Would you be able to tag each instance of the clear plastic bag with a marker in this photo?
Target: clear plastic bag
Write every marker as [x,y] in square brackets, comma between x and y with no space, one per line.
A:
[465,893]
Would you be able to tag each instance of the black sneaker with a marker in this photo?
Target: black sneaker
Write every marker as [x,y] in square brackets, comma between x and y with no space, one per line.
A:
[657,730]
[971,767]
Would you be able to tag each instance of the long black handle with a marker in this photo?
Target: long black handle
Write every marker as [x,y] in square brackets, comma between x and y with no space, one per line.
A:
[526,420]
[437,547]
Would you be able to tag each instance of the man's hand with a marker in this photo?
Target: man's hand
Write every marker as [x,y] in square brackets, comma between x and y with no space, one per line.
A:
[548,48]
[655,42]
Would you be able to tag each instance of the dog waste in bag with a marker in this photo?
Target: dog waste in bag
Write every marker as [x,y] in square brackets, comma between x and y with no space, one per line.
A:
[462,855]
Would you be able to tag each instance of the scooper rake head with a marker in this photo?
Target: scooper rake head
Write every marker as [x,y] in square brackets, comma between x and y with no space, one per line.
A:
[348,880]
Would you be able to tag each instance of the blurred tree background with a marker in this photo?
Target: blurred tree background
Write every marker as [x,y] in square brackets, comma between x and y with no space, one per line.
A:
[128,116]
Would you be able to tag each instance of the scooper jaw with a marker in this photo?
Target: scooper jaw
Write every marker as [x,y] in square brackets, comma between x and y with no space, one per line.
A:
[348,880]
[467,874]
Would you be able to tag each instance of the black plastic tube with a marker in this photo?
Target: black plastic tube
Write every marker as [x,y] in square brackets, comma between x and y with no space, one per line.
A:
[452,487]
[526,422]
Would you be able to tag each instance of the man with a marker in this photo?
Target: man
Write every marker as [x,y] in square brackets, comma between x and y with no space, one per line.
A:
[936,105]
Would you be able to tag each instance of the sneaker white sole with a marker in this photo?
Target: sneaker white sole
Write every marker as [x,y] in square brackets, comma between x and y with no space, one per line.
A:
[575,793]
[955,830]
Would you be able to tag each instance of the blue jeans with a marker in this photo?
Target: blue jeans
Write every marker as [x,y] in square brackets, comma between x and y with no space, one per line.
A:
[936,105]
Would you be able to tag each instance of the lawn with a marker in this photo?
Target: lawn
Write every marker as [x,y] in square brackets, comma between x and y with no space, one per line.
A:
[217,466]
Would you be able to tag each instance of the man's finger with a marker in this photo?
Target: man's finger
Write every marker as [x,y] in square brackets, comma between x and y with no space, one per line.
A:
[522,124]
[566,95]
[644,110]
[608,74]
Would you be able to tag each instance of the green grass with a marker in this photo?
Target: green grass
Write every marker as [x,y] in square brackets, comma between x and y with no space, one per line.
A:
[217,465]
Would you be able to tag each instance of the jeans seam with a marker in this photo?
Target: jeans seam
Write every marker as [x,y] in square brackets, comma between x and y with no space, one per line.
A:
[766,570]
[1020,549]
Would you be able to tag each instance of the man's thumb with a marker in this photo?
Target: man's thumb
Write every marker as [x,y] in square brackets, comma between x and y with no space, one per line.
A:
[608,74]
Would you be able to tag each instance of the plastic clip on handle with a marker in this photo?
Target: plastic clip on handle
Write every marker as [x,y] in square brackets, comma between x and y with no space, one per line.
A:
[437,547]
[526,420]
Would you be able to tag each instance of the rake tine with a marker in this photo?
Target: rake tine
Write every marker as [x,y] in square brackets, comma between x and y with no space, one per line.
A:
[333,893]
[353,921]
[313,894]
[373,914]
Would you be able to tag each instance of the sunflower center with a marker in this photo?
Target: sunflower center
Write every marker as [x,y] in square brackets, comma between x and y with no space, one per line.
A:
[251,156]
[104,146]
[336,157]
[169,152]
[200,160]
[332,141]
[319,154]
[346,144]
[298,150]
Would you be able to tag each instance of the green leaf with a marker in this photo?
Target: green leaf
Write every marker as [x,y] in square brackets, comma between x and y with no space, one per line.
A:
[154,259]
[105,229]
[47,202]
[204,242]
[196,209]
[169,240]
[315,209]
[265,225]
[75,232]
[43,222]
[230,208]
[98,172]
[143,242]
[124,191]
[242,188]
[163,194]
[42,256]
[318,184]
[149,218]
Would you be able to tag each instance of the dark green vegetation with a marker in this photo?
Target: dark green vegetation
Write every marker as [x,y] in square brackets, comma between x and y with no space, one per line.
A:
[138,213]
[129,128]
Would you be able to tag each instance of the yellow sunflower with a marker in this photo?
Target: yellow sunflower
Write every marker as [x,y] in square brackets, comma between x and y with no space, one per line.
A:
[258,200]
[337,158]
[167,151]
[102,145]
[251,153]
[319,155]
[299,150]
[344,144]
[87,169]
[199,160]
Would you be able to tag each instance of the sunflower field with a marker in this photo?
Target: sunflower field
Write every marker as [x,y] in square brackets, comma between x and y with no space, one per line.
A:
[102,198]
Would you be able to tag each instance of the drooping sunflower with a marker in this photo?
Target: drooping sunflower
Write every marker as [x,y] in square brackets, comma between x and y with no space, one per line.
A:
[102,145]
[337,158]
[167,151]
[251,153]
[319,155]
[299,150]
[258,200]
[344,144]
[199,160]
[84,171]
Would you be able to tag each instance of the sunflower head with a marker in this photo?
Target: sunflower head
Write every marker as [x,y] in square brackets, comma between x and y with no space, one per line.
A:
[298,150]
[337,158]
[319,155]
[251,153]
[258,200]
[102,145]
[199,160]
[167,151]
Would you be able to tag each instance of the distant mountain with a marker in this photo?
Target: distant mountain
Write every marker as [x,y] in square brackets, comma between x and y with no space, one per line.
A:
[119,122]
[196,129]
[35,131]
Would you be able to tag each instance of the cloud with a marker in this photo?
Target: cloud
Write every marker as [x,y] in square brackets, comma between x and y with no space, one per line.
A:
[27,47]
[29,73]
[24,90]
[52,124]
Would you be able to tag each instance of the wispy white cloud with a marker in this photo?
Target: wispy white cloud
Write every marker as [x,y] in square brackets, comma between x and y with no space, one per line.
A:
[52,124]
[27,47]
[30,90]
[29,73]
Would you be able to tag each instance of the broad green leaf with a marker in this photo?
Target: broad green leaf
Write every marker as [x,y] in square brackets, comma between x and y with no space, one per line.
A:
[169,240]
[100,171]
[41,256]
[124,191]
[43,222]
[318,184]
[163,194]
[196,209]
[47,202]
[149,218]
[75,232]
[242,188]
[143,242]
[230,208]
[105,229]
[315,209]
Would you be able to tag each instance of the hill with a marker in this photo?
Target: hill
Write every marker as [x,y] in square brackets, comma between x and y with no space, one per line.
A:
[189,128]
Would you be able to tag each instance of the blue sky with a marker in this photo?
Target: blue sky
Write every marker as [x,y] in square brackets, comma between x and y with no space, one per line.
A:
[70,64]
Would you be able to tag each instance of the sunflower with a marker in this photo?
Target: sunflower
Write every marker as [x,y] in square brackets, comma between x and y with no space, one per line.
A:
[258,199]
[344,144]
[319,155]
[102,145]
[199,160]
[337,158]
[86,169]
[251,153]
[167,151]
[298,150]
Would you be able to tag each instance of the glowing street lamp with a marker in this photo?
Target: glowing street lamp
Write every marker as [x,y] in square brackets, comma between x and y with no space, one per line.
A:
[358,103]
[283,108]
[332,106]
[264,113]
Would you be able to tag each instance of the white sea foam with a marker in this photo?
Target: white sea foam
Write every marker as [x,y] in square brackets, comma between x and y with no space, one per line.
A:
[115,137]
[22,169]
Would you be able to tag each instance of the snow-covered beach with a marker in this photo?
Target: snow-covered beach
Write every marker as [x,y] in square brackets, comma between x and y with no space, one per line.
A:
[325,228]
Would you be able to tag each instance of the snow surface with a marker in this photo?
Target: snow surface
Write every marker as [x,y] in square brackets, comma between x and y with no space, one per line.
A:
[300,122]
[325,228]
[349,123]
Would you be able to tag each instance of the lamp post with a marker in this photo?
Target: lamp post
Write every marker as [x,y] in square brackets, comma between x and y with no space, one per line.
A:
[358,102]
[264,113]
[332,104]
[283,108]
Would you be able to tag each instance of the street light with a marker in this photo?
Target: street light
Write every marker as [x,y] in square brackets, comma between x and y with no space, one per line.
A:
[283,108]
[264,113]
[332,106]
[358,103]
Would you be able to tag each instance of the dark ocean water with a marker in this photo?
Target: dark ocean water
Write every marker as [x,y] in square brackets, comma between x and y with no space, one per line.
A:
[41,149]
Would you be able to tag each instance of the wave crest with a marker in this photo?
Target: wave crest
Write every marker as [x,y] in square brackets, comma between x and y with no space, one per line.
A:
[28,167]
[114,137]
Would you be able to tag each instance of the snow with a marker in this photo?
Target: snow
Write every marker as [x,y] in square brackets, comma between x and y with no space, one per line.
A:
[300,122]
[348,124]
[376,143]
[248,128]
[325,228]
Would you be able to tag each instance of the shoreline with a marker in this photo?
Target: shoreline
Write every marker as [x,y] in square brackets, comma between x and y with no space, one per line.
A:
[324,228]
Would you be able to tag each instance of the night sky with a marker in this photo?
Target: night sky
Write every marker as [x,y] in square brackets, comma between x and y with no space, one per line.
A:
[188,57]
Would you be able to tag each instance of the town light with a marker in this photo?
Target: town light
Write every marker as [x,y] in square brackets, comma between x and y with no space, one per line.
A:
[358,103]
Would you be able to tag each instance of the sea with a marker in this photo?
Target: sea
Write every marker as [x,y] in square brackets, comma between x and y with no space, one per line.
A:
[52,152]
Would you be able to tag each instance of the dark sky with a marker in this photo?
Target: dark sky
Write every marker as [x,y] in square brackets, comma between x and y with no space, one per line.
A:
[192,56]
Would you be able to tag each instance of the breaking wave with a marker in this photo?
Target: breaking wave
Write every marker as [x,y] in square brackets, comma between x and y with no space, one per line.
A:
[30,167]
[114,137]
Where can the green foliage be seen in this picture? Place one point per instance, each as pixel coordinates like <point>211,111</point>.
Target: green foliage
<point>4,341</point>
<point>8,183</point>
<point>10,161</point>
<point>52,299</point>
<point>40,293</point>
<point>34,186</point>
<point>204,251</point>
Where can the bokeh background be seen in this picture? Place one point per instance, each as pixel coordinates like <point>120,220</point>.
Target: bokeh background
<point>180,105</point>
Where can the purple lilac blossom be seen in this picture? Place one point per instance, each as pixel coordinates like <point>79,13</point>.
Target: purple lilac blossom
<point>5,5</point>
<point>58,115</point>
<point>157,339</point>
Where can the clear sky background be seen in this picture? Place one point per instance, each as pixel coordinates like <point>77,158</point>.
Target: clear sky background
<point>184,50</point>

-=-=-

Written exercise:
Find the line containing "Would you be able to tag each instance of the shoreline" in the material above. Print it and every line after it through the end, exactly and only those.

Response to the exercise:
Would you be able to tag each instance of the shoreline with a marker in this photo?
Target: shoreline
Write every marker as [x,y] in square brackets, comma between x and y with no space, one per line.
A:
[324,228]
Would you be able to tag each instance of the night sky with a marker in this photo?
Target: night sky
Write every marker as [x,y] in square brackets, comma between x and y with no space, one per line.
A:
[188,57]
Would you be able to tag each instance of the town light with a marker in this photo?
Target: town light
Write every marker as [x,y] in square brackets, comma between x and y with no space, one per line.
A:
[358,103]
Would you be able to tag each instance of the sea with a marker in this photo?
Target: sea
Write every marker as [x,y] in square brackets, comma between x and y with no space, one per line.
A:
[52,152]
Would you be able to tag each instance of the dark sky with a marker in this photo?
Target: dark sky
Write every marker as [x,y] in square brackets, comma between x and y with no space, one per line.
A:
[192,56]
Would you be able to tag each instance of the breaking wave with a marker in this photo?
Target: breaking wave
Write every marker as [x,y] in square brackets, comma between x and y with no space, one per line.
A:
[30,167]
[114,137]
Where can the green foliage be seen in this picture? Place one point per instance, each as pixel coordinates like <point>211,111</point>.
Target: green foliage
<point>4,341</point>
<point>8,183</point>
<point>10,161</point>
<point>52,299</point>
<point>40,293</point>
<point>34,186</point>
<point>204,251</point>
Where can the bokeh background be seen in this picture? Place one point per instance, each as pixel coordinates like <point>120,220</point>.
Target: bokeh background
<point>180,105</point>
Where can the purple lilac blossom be seen in this picture? Place one point per instance, each as pixel coordinates like <point>79,13</point>.
Target: purple lilac blossom
<point>5,5</point>
<point>58,115</point>
<point>157,339</point>
Where can the clear sky background be seen in this picture? Place one point per instance, each as pixel coordinates like <point>77,158</point>.
Target: clear sky background
<point>184,50</point>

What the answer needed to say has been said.